=== Set problem A ===
Answer these questions about the CNC Boeing 747 write-up:
(i) What program was used to cut apart the model files into parts?
(ii) What minimum cutting depth is given for the 0.5” down spiral end mill carbide router bit?
(iii) Which CNC router is listed among the tools?
=== Set problem B ===
In the CNC Boeing 747 write-up, switch "hobby store" to "craft shop" and give everything from "I've been using" down to "for 3D printing)." with that change.
=== Set problem C ===
Continue the CNC Boeing 747 write-up from where it stops.

───── Extract provided

Introduction: CNC: Boeing 747 Model
This model is ready to take off!
I've been using mold-making in my studio practice for the past six months and have loved it! I made a mold using a Boeing 747 replica that I had bought from a hobby store but I didn't like how small it was. My molds were too fragile. Then I realized that I can make a bigger model using a 3-axis CNC router. I thought it turned out so well that I would share the experience!
First, I would like to give the artist, 3dregenerator, credit for rendering the Boeing 747 model and posting it as a free file on the link below. I've included the files of parts that I cut apart using Netfabb Basic (a free program that is often used for preparing files for 3D printing).
Posted by 3dregenerator, 2011.
WHAT YOU NEED:
-- Wood glue
-- Pipe Clamps
-- Wooden dowel 0.25” or 0.375” thickness
-- Wood screws (1”, 1.25”, and 2.5”, also depends on thickness of your material)
-- 1/8" drill bits for pilots holes
-- 0.5” down spiral end mill carbide router bit (at least 2.5" cutting depth)
-- 0.5” ballnose carbide router bit
-- 0.25” or 0.375” down spiral carbide end mill (depending on your dowel thickness)
-- Orbital Sander Sandpaper & Sheet Sandpaper (100 grit, 180 grit, 240 grit)
-- Nitrile gloves
-- 5-Minute Epoxy
-- Respirator mask with organic fumes canisters/ventilation booth
-- Polyurethane Finish
-- Rag/Fine Bristle Brush/Foam Brush
-- 400/600 Grit Sheet Sandpaper
-- Miter Saw*
-- Table Saw
-- Hand Drill & Driver
-- 3-axis PRS Standard Shopbot CNC router
-- Orbital Sander
*Use these tools if you're choosing to glue up solid wood and not use plywood.

──────────
───── Stored data

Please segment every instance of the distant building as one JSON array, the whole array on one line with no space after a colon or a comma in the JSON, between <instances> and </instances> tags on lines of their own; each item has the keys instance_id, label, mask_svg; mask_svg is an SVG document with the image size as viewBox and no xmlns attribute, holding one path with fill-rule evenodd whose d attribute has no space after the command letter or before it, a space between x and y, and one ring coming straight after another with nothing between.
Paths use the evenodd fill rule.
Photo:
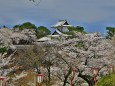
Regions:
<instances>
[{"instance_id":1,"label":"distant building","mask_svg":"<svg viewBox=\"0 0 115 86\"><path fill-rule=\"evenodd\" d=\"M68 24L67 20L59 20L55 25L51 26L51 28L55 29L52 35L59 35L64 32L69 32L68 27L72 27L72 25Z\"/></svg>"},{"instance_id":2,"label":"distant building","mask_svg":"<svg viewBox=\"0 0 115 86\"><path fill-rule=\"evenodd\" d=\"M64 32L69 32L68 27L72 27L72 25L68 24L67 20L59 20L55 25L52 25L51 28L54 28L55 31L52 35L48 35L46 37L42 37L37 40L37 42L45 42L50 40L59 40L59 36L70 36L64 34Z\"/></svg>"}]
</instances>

──────────
───── Stored data

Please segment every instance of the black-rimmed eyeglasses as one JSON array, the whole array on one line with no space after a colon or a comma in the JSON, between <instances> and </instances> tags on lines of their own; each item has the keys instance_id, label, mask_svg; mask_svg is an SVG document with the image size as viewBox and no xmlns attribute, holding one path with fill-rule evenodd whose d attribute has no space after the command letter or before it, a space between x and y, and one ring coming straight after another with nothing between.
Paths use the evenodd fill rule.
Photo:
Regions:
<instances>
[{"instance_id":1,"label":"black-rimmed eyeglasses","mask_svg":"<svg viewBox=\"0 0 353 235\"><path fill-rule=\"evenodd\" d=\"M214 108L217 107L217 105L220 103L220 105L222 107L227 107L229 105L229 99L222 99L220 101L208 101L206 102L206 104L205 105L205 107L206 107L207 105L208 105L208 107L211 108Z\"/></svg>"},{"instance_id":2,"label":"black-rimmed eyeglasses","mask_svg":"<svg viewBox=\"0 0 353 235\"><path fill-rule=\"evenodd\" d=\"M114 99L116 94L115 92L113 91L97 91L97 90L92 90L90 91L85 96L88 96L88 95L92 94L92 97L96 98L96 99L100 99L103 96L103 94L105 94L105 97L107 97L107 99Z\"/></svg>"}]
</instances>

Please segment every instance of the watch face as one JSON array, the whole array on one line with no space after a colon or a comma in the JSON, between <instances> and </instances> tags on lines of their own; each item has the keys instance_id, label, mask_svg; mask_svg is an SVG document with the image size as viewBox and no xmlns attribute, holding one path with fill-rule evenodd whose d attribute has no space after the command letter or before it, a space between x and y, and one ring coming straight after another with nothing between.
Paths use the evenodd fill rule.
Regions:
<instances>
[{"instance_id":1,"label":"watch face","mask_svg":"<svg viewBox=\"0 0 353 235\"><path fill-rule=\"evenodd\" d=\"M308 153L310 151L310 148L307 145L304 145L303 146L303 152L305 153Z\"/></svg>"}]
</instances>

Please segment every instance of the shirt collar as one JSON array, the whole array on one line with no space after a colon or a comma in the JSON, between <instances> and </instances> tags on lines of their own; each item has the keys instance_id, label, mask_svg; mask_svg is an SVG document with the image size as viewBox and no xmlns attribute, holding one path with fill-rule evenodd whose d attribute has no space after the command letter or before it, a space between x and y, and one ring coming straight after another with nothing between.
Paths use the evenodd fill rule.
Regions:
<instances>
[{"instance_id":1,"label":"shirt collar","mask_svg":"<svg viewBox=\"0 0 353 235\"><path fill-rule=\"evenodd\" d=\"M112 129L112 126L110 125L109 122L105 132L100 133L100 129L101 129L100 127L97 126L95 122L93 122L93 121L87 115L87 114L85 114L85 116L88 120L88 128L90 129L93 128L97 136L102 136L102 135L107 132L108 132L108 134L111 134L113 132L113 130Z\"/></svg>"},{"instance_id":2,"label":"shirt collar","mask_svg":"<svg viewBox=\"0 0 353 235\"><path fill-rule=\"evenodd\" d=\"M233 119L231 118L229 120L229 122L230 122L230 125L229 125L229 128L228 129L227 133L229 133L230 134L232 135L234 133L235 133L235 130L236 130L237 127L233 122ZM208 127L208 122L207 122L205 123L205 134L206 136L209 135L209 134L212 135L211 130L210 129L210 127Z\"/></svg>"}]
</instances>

──────────

=== Task result A ===
(i) Netfabb Basic
(ii) At least 2.5"
(iii) A 3-axis PRS Standard Shopbot CNC router

=== Task result B ===
I've been using mold-making in my studio practice for the past six months and have loved it! I made a mold using a Boeing 747 replica that I had bought from a craft shop but I didn't like how small it was. My molds were too fragile. Then I realized that I can make a bigger model using a 3-axis CNC router. I thought it turned out so well that I would share the experience!
First, I would like to give the artist, 3dregenerator, credit for rendering the Boeing 747 model and posting it as a free file on the link below. I've included the files of parts that I cut apart using Netfabb Basic (a free program that is often used for preparing files for 3D printing).

=== Task result C ===
Netfabb Basic [free!]
Vcarve Pro 8
This Instructable has specific directions on how to use Vcarve Pro 8 and a Shopbot CNC Router. If you do not have access to one or both of these programs you can easily exchange them with other CAM software and other CNC routers with at least a 2' x 4' bed with at least a 8" Z-height capacity (or you can slice up your model into thinner layers). One should also note that I purposefully carve into my sacrificial bed. If this is a problem for you—whether you have a vacuum table or morally cannot think of purposefully marring your work surface—you can use a dummy-sacrificial board!
Step 1: Prepare Your Material
I wanted to experiment with solid wood (rather than plywood, although I did an Appleply version that was pretty neat!). I chose to try a lower priced softwood and went with blue pine--$3/board ft and still pretty! If you’re using plywood, cut the material closer to the size of your parts so you can easily flip and register your material. Also keep in mind that you can save your CNC machining time--as well as your bits’ lives--by preparing your material to be as close to the final thickness as possible.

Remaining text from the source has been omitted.